Task description: Output all of the entries exactly as written.

Rows:
>>

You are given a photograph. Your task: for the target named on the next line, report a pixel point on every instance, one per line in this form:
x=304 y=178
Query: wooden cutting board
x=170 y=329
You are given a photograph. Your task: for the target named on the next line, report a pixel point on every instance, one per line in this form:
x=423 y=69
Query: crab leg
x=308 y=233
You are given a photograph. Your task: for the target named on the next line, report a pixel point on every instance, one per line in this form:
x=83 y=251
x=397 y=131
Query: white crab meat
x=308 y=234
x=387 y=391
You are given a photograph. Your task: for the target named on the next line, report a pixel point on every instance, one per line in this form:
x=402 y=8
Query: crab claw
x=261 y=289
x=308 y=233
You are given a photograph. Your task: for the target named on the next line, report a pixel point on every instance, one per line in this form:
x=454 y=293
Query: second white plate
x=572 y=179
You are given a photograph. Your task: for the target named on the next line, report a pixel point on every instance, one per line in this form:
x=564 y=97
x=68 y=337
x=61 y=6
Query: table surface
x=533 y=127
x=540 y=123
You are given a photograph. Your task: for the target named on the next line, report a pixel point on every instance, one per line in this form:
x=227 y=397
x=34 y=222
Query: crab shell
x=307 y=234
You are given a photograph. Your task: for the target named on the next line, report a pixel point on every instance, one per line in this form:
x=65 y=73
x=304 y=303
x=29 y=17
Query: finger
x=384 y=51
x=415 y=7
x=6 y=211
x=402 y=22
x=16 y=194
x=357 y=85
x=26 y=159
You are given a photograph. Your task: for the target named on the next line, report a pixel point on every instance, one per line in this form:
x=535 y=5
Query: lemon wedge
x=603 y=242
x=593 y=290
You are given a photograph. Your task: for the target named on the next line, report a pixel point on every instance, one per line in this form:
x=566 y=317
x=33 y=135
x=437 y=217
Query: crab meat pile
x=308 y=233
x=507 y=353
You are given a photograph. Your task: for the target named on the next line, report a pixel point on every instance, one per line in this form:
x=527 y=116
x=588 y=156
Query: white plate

<<

Task result:
You are given a photograph. Your task: for the target named on the next line, report a pixel point on every instance, one per line in this form:
x=304 y=178
Query: wooden cutting board
x=170 y=329
You are given a photograph. Your task: for the target named on the next line, report a pixel point on every instance, one per line in this form:
x=423 y=69
Query: crab leg
x=308 y=233
You are given a photograph. Your task: for the target named on the next line, report a pixel point on every instance, one per line in this form:
x=83 y=251
x=397 y=131
Query: white crab meat
x=308 y=234
x=387 y=391
You are given a photograph. Your task: for the target named on the next line, report a pixel point on every instance, one per line in this form:
x=402 y=8
Query: crab claw
x=261 y=289
x=308 y=233
You are given a photograph. Your task: for the target named on the next line, report a pixel point on every instance, one per line in this form:
x=454 y=293
Query: second white plate
x=572 y=179
You are given a photograph. Your task: for the target named on the next line, report a pixel point on every instance, one per line in this form:
x=564 y=97
x=68 y=337
x=61 y=6
Query: table surface
x=533 y=127
x=540 y=123
You are given a photograph. Your task: for the target named on the next line, report a pixel point on every instance, one per line in this form:
x=227 y=397
x=34 y=222
Query: crab shell
x=307 y=234
You are given a photograph. Your task: for the target named on the next line, report a pixel point on every instance, one per line in this form:
x=65 y=73
x=304 y=303
x=29 y=17
Query: finger
x=384 y=51
x=415 y=7
x=6 y=211
x=402 y=22
x=16 y=194
x=357 y=85
x=26 y=159
You are given a photograph. Your task: for the target named on the next line, report a pixel point on every instance, one per line in this form:
x=535 y=5
Query: lemon wedge
x=603 y=242
x=593 y=290
You are given a photograph. Your task: for the target named on the next line, report a pixel point on every instance, one per line in this form:
x=566 y=317
x=33 y=135
x=437 y=217
Query: crab meat pile
x=308 y=233
x=507 y=353
You are given a photograph. Your task: for the target named on the next line, report a pixel point on every instance, one per line in this form:
x=527 y=116
x=588 y=156
Query: white plate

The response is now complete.